---------- Records provided ----------

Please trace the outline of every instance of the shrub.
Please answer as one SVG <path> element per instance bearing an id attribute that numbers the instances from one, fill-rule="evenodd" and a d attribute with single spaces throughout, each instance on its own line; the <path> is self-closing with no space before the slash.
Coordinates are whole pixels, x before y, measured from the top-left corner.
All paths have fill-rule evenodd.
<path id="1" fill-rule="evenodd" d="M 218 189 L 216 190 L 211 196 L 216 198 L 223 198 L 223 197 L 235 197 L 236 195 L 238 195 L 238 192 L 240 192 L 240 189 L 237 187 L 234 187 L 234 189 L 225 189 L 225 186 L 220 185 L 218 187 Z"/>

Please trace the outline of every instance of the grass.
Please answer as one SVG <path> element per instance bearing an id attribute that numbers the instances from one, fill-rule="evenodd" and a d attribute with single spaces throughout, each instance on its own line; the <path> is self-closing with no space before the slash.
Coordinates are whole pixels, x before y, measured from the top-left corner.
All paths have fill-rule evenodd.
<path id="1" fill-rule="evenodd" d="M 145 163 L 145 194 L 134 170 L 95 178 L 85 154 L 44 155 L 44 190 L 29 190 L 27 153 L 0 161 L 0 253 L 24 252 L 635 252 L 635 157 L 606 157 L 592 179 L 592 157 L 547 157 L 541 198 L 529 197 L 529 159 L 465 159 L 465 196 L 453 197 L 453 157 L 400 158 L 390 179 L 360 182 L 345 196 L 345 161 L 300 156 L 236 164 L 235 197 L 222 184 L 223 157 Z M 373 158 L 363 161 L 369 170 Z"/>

----------

- _Objective_
Lay out the items above as a two-column CSV with the header row item_text,answer and one row per item. Put each item's text and its answer in their own quoted fields, with line breaks replaced by spaces.

- _Result of the task_
item_text,answer
"Please trace the outline of every instance of the shrub. Please answer as one SVG <path> element per instance bearing an id attribute that numbers the instances from one, fill-rule=""evenodd"" and a d attribute with single spaces throughout, each instance on its own line; the <path> is self-closing with no space before the slash. Coordinates are whole pixels, x before y, measured from the top-left corner. All paths have fill-rule evenodd.","<path id=""1"" fill-rule=""evenodd"" d=""M 218 189 L 216 190 L 211 196 L 216 198 L 223 198 L 223 197 L 235 197 L 236 195 L 238 195 L 238 192 L 240 192 L 240 189 L 237 187 L 234 187 L 234 189 L 225 189 L 225 186 L 220 185 L 218 187 Z""/>"
"Please trace the outline of every instance of the grass. Please answer as one SVG <path> element per instance bearing an id attribute that numbers the instances from one, fill-rule=""evenodd"" and a d attribute with single spaces throughout, each instance on its own line; the <path> is self-closing with no space before the slash. Coordinates are whole pixels, x before y, measured from the top-left corner. All paths have fill-rule evenodd.","<path id=""1"" fill-rule=""evenodd"" d=""M 145 163 L 145 194 L 134 170 L 95 178 L 85 154 L 44 155 L 44 190 L 29 190 L 27 153 L 0 161 L 0 253 L 24 252 L 635 252 L 635 157 L 606 157 L 592 179 L 592 157 L 547 157 L 541 198 L 529 197 L 529 159 L 465 159 L 465 196 L 453 197 L 453 157 L 400 158 L 390 179 L 360 182 L 345 196 L 345 161 L 300 156 L 236 164 L 235 197 L 222 184 L 223 157 Z M 373 158 L 363 161 L 369 170 Z""/>"